EXERCISE PROMPT
Nothing but a number is wanted: the count of lines in the records below that include "sign".

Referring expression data

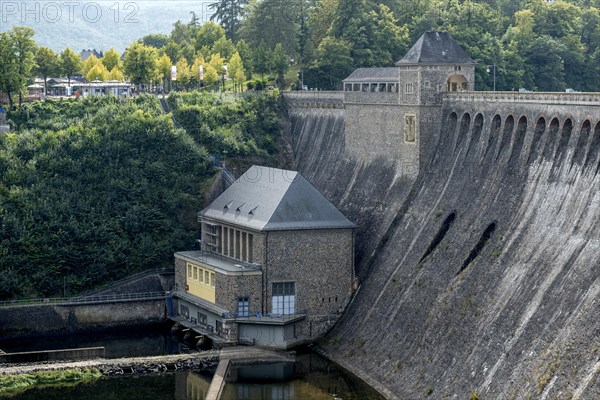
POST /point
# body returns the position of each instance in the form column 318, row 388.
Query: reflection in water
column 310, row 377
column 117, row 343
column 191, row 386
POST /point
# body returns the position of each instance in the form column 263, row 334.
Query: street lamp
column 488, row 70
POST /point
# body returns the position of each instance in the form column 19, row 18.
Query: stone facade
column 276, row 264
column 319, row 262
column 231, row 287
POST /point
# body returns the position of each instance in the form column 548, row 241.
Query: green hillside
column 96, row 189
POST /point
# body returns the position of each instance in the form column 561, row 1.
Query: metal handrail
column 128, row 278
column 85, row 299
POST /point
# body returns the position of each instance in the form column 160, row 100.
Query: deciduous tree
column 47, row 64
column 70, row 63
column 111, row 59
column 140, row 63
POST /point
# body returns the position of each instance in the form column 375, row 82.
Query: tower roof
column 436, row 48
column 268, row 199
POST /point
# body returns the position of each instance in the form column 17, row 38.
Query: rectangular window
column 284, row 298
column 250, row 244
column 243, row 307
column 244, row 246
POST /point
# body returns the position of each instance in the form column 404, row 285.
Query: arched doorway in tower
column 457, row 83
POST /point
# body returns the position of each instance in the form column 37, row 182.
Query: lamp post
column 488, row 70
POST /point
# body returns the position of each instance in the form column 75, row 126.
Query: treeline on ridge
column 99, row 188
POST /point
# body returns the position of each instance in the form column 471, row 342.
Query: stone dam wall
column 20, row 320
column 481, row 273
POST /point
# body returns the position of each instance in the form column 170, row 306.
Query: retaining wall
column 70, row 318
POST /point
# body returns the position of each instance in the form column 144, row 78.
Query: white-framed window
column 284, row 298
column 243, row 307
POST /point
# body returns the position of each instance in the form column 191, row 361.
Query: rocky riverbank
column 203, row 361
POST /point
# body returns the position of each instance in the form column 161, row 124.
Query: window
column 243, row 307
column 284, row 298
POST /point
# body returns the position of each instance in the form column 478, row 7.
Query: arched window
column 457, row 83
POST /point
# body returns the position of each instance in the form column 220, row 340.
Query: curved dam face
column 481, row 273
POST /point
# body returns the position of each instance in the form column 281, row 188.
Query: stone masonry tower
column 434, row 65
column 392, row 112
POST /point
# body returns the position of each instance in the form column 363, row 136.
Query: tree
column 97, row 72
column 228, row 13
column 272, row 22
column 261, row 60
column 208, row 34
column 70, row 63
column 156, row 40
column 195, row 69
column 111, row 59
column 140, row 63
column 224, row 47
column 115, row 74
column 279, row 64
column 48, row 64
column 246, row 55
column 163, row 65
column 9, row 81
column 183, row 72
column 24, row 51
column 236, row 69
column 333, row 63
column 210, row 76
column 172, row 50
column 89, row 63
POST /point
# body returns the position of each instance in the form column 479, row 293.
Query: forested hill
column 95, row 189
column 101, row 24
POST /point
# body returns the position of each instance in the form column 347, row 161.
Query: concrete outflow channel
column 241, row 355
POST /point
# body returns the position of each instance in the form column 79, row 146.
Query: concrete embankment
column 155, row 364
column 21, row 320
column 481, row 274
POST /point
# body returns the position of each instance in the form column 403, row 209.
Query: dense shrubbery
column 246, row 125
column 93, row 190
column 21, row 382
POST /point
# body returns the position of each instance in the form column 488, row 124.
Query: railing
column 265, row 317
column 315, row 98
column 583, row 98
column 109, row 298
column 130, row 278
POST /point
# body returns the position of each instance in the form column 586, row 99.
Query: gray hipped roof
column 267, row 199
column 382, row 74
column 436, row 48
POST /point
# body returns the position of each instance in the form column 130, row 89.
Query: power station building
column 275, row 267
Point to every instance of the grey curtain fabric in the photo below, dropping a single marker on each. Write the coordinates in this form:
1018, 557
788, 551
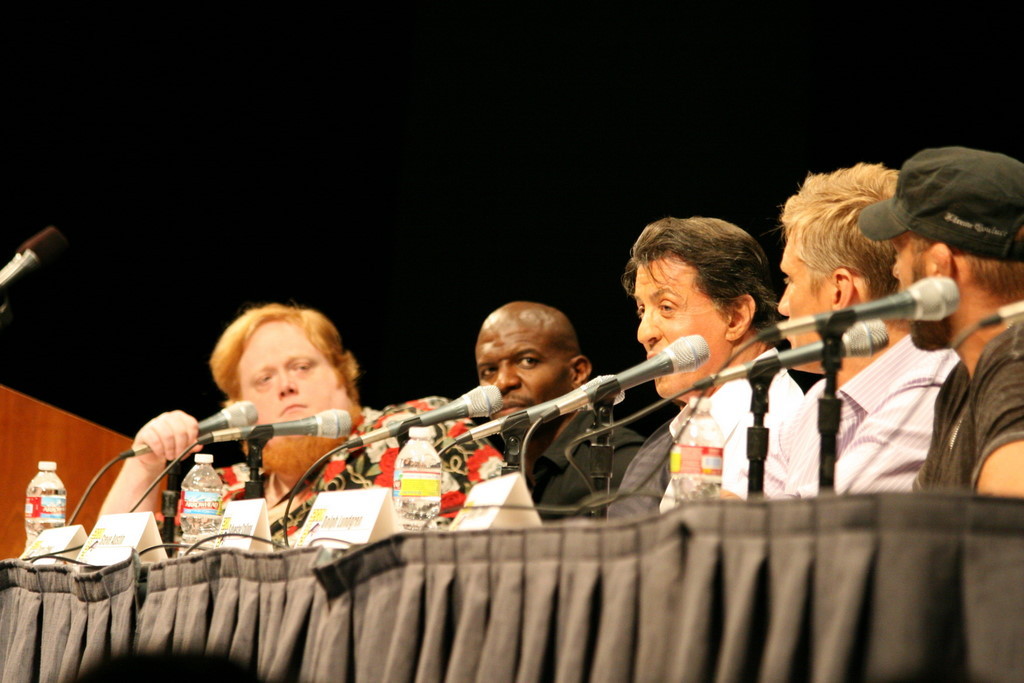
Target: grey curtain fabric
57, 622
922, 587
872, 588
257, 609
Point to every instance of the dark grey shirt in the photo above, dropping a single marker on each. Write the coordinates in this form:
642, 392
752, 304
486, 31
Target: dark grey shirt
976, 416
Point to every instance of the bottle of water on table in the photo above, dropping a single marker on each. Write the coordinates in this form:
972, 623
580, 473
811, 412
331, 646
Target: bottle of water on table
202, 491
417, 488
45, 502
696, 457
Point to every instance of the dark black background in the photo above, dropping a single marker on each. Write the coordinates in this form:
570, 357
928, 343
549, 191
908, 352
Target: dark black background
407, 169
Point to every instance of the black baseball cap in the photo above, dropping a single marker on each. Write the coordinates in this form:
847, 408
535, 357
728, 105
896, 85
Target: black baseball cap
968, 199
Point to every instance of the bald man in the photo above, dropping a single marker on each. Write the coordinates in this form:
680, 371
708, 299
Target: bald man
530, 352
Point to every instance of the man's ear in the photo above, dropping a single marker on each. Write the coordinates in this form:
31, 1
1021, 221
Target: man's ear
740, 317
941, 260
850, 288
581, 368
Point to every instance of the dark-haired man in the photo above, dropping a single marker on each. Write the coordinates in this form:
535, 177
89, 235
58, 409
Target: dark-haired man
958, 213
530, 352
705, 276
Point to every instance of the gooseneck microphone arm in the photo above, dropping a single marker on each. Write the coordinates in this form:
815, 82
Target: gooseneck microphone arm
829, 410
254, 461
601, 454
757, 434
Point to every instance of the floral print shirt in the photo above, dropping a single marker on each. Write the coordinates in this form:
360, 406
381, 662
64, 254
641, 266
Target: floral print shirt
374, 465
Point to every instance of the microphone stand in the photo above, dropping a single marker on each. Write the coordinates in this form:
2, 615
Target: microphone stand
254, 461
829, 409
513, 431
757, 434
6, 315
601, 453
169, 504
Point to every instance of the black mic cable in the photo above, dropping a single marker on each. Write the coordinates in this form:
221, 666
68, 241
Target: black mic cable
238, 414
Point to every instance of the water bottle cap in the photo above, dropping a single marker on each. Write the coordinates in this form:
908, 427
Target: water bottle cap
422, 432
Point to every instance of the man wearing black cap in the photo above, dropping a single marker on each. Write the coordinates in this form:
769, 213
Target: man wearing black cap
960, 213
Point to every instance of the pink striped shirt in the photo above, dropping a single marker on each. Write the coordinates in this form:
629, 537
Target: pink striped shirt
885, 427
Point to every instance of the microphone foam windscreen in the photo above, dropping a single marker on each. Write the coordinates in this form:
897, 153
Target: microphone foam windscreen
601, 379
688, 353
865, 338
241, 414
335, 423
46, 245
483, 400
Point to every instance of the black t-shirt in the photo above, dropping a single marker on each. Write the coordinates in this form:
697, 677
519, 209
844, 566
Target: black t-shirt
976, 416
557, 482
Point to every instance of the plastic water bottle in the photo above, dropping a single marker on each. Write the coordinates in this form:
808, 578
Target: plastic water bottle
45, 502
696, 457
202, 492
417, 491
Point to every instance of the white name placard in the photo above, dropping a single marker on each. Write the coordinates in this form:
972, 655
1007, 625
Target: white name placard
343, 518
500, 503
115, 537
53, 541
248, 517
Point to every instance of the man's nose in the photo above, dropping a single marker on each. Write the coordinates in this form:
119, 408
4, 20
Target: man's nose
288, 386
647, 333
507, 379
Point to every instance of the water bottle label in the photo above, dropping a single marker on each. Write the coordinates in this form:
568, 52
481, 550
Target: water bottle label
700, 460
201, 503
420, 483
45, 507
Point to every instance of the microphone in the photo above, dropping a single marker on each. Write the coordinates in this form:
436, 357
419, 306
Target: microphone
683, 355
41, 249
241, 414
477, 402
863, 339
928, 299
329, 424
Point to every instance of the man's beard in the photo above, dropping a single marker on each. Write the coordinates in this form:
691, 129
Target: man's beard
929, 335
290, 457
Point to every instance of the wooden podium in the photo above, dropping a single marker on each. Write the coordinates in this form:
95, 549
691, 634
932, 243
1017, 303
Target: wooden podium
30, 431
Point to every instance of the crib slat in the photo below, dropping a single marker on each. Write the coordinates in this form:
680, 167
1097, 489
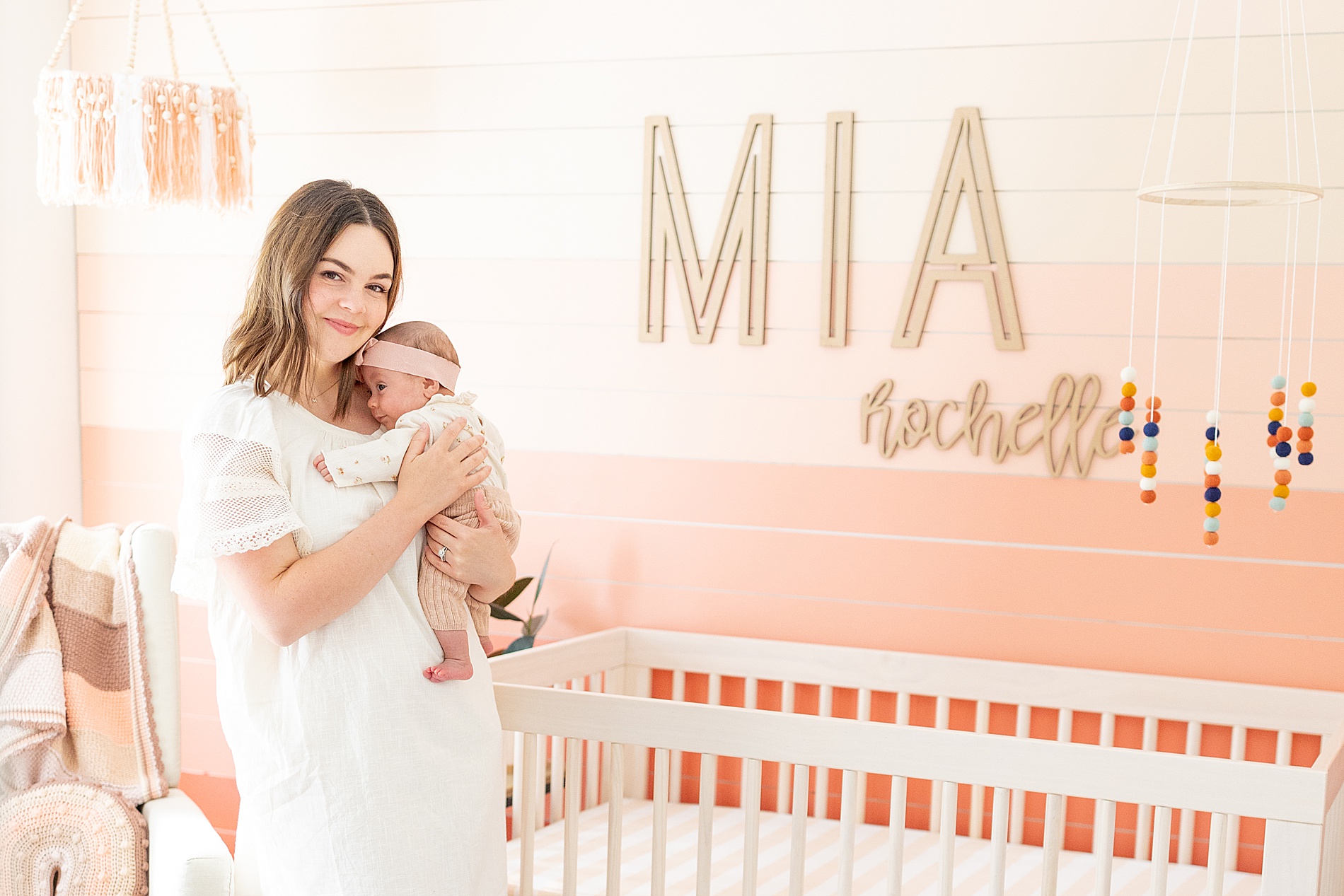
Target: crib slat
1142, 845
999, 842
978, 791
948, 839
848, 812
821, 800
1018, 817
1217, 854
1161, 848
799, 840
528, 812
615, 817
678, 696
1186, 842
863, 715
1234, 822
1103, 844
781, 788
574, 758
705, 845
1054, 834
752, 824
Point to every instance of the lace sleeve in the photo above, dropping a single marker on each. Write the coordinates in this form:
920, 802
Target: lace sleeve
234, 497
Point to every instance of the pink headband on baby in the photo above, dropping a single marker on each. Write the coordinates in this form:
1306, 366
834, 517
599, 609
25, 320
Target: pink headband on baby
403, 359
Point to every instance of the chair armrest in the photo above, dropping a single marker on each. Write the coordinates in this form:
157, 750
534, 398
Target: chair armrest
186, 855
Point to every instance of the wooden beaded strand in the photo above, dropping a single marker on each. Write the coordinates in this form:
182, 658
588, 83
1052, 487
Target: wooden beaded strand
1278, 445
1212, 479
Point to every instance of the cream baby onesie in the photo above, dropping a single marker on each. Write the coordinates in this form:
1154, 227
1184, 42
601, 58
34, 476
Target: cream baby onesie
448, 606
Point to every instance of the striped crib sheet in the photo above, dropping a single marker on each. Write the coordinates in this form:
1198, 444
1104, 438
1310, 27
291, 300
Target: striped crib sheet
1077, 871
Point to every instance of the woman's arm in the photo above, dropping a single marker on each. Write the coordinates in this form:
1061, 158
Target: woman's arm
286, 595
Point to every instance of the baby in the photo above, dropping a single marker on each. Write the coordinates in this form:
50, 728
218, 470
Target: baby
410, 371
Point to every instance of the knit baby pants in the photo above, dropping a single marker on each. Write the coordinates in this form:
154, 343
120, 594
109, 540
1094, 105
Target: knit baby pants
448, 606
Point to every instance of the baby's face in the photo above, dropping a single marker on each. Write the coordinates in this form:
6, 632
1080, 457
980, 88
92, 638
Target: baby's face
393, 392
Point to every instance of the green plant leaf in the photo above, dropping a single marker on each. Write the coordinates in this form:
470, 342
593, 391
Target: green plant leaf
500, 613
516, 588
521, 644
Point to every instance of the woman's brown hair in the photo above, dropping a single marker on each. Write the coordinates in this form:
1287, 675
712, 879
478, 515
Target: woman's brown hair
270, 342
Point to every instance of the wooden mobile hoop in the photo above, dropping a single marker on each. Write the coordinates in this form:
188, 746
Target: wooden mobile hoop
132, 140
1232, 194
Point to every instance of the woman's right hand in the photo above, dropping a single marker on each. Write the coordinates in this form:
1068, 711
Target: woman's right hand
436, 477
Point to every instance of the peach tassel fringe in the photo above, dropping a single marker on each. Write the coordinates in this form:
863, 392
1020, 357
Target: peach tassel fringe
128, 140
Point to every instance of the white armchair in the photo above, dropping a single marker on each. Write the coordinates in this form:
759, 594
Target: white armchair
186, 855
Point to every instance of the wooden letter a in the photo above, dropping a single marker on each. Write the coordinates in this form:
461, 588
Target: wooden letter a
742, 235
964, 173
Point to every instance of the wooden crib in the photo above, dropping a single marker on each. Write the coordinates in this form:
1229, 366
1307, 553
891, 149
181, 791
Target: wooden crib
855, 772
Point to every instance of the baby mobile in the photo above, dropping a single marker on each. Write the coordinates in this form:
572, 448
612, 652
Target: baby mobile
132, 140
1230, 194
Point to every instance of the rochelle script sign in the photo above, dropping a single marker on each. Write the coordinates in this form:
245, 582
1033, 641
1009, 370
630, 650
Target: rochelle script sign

ANSWER BOX
2